Point annotation dataset records:

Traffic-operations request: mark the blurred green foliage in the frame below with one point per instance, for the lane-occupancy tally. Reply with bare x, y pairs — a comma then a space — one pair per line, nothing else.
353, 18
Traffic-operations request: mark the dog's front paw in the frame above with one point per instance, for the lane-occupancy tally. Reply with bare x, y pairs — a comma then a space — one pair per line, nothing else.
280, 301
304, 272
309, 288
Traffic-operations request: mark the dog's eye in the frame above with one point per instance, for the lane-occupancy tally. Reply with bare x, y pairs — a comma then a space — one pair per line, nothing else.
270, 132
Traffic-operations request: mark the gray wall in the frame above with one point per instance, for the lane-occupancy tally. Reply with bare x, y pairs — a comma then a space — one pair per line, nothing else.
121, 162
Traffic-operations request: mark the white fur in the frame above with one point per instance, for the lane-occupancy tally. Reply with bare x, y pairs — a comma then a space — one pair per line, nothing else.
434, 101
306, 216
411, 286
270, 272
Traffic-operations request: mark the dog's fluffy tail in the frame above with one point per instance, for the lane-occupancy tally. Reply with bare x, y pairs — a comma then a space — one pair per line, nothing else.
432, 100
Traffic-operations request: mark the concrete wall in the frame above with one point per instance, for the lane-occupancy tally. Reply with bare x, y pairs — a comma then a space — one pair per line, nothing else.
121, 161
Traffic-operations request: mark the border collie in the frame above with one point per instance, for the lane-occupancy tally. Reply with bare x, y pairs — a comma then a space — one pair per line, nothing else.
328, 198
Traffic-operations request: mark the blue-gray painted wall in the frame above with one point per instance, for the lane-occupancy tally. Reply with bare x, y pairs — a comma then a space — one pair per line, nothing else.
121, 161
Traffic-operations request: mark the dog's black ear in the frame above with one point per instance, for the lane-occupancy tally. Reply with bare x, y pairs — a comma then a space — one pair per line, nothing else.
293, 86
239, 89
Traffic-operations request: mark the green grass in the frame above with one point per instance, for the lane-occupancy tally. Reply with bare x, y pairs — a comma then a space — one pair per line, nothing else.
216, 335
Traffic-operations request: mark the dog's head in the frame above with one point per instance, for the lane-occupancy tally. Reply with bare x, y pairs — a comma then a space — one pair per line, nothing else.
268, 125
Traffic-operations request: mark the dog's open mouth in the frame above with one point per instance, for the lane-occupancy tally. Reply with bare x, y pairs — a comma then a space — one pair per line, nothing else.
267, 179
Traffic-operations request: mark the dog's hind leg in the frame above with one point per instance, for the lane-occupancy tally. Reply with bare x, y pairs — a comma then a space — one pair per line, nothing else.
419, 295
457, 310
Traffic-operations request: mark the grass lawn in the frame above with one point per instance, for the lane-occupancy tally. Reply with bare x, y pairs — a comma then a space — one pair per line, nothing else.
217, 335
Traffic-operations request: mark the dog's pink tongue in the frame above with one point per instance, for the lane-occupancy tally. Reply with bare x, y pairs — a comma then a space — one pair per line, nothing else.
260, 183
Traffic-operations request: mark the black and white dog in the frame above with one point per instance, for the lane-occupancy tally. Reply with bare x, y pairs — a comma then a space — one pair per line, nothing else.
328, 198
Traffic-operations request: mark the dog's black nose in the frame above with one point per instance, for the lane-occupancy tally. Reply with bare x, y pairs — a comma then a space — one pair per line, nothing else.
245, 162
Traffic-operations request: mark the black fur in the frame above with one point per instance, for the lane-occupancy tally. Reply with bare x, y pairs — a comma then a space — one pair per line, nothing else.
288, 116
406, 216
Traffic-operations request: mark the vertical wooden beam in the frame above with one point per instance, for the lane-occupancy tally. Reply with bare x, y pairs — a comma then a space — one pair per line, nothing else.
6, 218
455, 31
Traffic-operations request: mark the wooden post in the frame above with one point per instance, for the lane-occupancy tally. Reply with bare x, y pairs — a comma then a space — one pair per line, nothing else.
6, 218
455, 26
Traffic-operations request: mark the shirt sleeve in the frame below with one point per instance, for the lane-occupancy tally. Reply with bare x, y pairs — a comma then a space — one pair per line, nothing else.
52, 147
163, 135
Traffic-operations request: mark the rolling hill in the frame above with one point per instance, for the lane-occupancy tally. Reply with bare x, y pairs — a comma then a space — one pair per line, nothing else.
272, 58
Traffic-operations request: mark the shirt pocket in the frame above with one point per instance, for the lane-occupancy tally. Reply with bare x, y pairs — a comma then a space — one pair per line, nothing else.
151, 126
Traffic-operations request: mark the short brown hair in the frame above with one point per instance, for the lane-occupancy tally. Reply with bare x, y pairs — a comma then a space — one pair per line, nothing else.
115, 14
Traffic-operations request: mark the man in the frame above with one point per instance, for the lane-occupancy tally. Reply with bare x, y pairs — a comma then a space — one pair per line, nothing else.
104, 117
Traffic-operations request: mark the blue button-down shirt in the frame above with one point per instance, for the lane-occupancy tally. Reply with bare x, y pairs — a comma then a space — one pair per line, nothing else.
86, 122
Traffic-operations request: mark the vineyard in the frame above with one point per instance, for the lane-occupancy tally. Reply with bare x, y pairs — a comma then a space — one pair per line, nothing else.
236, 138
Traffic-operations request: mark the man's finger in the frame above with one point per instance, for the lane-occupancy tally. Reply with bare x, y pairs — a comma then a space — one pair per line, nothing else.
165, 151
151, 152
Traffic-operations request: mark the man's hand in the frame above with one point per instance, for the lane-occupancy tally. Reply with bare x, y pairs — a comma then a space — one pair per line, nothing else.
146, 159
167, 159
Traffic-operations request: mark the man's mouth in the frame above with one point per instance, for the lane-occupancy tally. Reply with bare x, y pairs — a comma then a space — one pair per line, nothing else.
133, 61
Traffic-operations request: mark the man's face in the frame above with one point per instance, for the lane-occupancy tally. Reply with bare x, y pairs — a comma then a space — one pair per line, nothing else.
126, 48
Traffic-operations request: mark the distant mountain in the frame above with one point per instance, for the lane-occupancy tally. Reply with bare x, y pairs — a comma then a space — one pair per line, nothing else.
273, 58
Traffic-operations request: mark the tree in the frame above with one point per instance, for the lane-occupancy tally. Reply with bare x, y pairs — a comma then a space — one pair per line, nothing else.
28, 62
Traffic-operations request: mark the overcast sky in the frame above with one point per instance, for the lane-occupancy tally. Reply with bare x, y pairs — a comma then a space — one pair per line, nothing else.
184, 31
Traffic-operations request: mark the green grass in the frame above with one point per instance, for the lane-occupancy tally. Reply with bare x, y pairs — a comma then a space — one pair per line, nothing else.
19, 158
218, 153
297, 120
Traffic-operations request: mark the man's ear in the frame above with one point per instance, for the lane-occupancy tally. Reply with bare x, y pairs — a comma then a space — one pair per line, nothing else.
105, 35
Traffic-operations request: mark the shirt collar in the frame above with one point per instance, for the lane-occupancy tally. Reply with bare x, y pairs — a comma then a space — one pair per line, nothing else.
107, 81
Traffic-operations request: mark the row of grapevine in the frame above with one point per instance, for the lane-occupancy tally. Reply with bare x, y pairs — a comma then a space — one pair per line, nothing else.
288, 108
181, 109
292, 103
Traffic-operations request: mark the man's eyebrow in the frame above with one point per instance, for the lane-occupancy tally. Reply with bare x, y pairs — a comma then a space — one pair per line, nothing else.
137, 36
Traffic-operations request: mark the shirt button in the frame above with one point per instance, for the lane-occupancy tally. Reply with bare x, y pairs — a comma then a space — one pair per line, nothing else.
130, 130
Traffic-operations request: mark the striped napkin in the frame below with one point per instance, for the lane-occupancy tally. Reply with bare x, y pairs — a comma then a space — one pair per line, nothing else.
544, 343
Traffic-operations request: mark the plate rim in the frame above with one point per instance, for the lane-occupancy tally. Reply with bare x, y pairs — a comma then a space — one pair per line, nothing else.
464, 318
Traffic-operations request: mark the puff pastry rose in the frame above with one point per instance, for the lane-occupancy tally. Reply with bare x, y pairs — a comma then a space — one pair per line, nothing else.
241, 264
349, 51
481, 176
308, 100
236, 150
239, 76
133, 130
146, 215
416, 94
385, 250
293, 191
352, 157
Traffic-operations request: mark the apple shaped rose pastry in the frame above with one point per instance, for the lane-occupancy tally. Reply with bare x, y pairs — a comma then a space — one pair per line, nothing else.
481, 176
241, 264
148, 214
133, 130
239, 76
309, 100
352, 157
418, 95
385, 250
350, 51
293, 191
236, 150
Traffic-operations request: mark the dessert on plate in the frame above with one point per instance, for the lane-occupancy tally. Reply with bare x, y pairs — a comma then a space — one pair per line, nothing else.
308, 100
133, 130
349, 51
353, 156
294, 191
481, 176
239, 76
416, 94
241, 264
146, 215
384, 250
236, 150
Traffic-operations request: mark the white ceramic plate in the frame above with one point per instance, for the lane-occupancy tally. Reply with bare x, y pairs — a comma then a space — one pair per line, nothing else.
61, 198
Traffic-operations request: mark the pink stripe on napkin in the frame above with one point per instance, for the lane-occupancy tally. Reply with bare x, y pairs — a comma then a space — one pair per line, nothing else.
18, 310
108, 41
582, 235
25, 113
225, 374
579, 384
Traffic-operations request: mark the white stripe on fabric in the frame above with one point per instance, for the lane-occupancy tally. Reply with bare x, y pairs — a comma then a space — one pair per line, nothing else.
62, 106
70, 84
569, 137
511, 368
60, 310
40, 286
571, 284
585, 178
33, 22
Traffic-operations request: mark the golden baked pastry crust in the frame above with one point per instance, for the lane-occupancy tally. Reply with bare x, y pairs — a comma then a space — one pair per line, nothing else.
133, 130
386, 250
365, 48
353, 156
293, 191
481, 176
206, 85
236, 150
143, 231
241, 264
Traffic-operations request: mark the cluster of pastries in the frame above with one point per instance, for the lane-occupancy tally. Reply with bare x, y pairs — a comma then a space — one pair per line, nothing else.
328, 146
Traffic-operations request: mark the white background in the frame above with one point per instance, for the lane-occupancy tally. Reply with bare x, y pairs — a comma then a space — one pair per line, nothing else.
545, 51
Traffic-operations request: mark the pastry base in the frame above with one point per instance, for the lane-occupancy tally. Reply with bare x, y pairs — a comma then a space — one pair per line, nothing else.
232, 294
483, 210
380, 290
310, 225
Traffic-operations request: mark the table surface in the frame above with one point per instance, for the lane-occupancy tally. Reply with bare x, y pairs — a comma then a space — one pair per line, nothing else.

*What is required*: Reproduce exactly the lines from the one containing "Traffic-operations request: mark the cluster" through the last line of the records above, including both, and nothing else.

*Result below*:
Traffic-operations request: mark the cluster of pastries in the frame above with one point per instance, for the lane-occupancy tally. Reply with bare x, y pairs — a comma then a space — one pair per line, nothing else.
328, 146
Traffic-operations request: mark the white background in the frame above with one point per instance, for the lane-occupancy tally. Reply with bare x, y pairs — a comma then a space — one pair per line, nothing else.
545, 51
Traffic-operations request: mark the pastry base in the frame above with one point per instance, for the lane-occupancy tally. Reply with bare x, y pairs — a comma then a space — one pair per line, nothing else.
232, 294
483, 210
380, 290
310, 225
Traffic-operations request: mark the table surface in the frame above with one point per instance, for the lane-occupancy tally. Reply with bare x, y pairs — a comma then a space — one pair per line, nothing else.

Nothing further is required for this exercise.